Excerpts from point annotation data
• • •

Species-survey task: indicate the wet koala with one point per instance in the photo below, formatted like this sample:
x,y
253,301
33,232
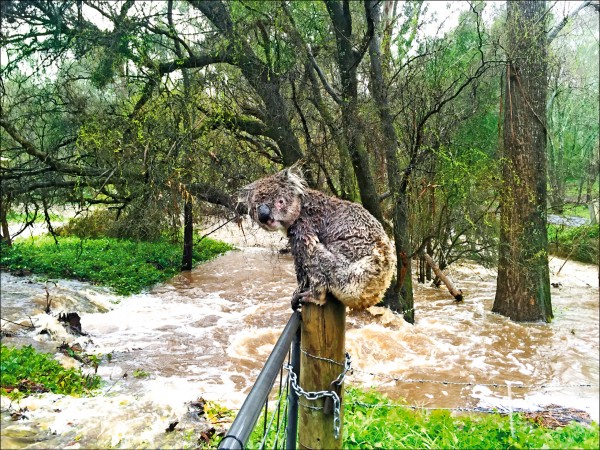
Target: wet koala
x,y
337,245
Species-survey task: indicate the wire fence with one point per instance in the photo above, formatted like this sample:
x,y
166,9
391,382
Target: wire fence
x,y
278,408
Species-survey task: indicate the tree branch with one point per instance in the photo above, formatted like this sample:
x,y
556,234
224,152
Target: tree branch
x,y
557,29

• • •

Please reproduce the listing above word for word, omitting the pictures.

• Task response
Species-survey task: indicate the wet koala with one point per instance in the photo below, formatted like this sample:
x,y
253,301
33,232
Target: wet koala
x,y
337,245
Species-survey task: indicate the wire fence with one point per instance in the photo above, formatted like this sample:
x,y
166,9
391,382
Target: wire fence
x,y
278,408
Species-survey task: indicate the tree branch with one point per instance in the photo above, formatted like this sample:
x,y
556,234
224,152
Target: tree branch
x,y
557,29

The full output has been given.